(Records from a data collection)
╔══
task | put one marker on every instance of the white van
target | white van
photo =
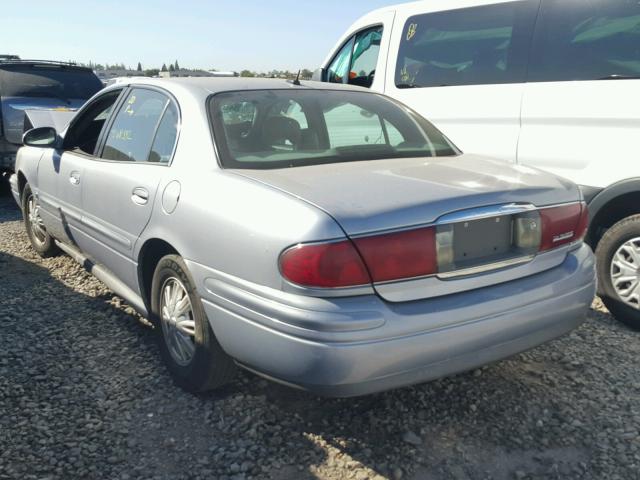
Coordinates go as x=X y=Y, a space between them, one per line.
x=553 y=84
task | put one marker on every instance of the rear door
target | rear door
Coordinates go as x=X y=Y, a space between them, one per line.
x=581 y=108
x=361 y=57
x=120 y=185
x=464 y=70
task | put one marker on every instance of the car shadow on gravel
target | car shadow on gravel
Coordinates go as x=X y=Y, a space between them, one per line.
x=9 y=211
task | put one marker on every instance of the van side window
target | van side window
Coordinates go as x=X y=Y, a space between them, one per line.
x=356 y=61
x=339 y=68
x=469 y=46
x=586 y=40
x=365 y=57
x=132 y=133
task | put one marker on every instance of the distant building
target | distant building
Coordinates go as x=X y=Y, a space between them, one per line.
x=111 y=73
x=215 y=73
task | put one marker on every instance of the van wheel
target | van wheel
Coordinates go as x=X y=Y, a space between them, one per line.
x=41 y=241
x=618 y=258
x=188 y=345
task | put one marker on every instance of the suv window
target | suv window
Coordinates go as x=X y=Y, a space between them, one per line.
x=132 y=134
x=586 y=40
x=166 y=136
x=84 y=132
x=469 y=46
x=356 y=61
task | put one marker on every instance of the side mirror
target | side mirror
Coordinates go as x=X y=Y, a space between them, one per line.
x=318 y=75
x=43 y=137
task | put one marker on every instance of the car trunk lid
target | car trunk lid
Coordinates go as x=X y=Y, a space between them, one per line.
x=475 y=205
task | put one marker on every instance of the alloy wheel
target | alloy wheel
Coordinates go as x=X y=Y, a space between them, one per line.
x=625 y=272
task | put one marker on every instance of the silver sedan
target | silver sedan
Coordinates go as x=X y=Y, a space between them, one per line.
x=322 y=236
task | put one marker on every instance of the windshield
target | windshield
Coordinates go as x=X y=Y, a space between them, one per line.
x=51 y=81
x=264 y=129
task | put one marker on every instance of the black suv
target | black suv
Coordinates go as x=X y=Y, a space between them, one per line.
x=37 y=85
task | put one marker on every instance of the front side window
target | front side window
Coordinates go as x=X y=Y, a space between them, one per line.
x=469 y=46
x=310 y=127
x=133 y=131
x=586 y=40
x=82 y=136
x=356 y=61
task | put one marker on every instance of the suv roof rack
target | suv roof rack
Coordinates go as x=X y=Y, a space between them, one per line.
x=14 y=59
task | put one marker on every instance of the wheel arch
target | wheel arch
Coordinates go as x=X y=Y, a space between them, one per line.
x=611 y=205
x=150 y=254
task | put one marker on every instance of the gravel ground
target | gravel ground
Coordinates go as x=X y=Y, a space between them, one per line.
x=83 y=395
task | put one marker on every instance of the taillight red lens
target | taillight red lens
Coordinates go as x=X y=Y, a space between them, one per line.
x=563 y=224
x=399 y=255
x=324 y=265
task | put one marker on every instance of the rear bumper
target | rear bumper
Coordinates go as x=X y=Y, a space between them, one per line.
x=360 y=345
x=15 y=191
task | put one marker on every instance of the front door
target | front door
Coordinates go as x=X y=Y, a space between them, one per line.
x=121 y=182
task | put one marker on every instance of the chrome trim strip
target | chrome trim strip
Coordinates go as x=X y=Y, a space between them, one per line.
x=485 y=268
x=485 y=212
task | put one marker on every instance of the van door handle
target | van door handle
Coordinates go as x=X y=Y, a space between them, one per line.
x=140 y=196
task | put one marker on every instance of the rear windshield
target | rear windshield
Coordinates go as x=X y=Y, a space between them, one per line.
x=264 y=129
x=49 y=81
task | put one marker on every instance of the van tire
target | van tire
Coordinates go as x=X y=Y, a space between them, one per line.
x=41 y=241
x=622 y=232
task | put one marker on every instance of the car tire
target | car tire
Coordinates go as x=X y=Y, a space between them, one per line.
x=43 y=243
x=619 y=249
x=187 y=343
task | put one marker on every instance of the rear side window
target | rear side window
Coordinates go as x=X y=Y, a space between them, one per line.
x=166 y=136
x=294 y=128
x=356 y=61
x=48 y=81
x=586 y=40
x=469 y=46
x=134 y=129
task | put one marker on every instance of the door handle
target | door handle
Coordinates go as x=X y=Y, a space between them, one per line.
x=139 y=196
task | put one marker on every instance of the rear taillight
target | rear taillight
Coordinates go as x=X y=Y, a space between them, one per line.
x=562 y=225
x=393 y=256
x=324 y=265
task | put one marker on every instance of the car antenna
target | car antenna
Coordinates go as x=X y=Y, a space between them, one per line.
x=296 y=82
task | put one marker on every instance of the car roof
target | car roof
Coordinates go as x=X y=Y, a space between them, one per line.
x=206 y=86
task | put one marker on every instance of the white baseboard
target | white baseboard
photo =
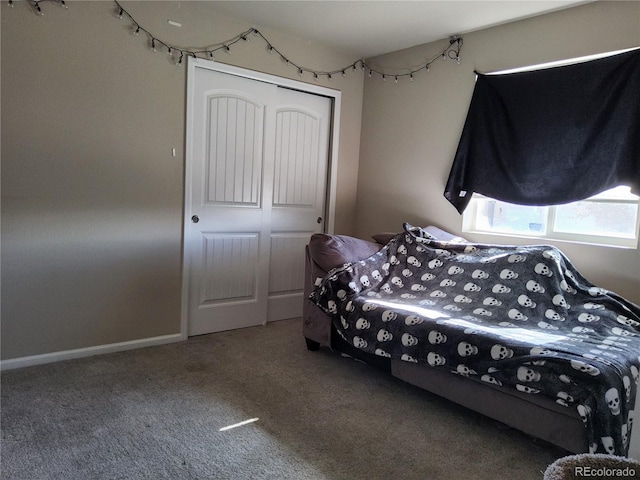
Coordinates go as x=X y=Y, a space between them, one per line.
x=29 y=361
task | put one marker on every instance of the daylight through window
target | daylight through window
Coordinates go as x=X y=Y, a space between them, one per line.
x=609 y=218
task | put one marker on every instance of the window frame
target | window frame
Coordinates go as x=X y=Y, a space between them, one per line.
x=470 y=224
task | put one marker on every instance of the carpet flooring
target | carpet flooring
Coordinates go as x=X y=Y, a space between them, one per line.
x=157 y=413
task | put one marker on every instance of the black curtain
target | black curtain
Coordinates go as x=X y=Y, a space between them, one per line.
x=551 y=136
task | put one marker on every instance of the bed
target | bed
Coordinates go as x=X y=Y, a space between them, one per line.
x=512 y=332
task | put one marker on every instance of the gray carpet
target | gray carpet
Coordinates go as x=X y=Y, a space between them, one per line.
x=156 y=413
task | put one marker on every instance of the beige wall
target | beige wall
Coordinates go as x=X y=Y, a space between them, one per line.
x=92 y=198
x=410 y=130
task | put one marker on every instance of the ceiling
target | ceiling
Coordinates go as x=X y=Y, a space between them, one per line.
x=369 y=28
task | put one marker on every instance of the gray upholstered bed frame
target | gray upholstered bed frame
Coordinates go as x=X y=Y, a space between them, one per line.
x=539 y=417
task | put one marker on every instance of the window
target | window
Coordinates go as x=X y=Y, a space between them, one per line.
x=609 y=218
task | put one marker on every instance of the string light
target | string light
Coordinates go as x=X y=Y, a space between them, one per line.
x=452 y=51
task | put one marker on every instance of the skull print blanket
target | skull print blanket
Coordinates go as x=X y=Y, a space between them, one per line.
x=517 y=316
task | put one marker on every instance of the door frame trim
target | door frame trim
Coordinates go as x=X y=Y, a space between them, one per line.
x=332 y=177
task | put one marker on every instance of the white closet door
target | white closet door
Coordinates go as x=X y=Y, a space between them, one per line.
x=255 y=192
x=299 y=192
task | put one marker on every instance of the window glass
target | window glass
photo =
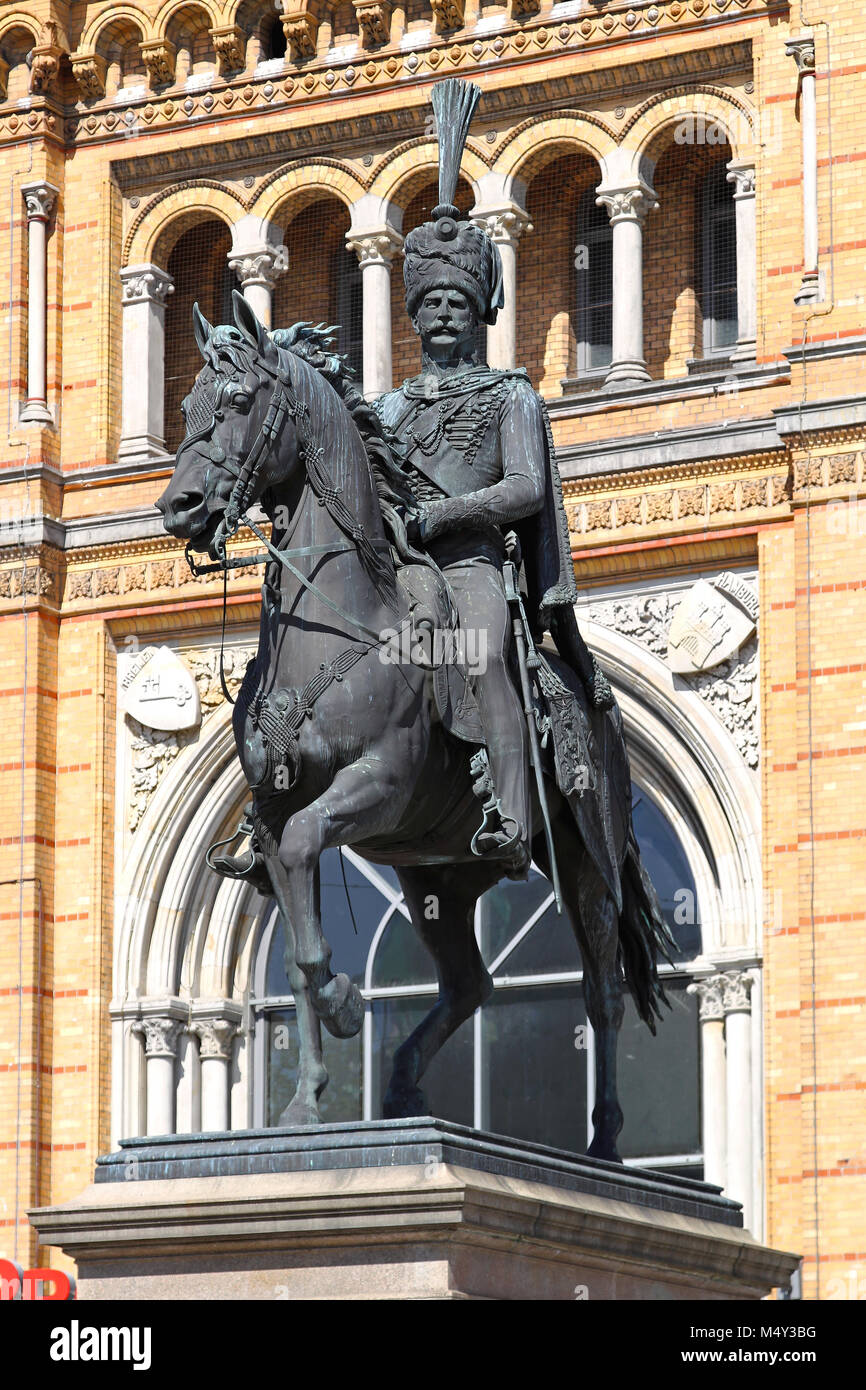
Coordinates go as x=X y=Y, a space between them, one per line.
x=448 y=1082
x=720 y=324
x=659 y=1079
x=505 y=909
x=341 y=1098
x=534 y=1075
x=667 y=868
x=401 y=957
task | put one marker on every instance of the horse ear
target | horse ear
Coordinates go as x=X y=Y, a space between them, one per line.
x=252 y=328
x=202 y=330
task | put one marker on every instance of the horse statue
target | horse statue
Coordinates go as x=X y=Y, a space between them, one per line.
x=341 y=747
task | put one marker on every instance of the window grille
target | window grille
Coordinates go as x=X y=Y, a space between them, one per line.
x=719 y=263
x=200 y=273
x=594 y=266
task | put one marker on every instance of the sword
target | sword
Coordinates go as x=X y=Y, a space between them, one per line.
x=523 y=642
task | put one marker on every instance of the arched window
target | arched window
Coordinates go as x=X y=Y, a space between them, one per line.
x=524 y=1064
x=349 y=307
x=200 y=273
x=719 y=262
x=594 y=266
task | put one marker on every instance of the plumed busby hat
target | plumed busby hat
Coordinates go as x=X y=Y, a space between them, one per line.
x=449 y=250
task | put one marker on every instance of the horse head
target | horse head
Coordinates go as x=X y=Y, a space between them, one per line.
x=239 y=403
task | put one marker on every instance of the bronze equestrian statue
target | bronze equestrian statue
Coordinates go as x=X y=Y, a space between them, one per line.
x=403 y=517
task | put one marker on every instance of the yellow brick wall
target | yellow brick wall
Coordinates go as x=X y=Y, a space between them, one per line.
╚══
• REQUIREMENT: Each line above from the one with "task | put one marker on every instance of the windshield" up to and including the one with "target | wheel arch" must be set down exactly, and no line outside that span may appear.

• ANSWER BOX:
task | put one marker on every instance of the windshield
target | windshield
Coordinates go as x=X y=Y, a space between them, one per line.
x=51 y=81
x=264 y=129
task | put one marker on every instance of the black suv
target | black suv
Coordinates go as x=X y=Y, a space between them, one per line.
x=37 y=85
task | put one marker on every instance of the front side window
target | front side window
Coordinates go as x=X y=Y, a space between them, one per line.
x=469 y=46
x=310 y=127
x=133 y=131
x=586 y=40
x=82 y=136
x=356 y=61
task | put one marker on every instance of the suv roof rack
target | suv roof rack
Coordinates go as x=X y=Y, a space between them, one per line.
x=14 y=59
task | put one marker on every instance of the wheel arch
target | wheel arch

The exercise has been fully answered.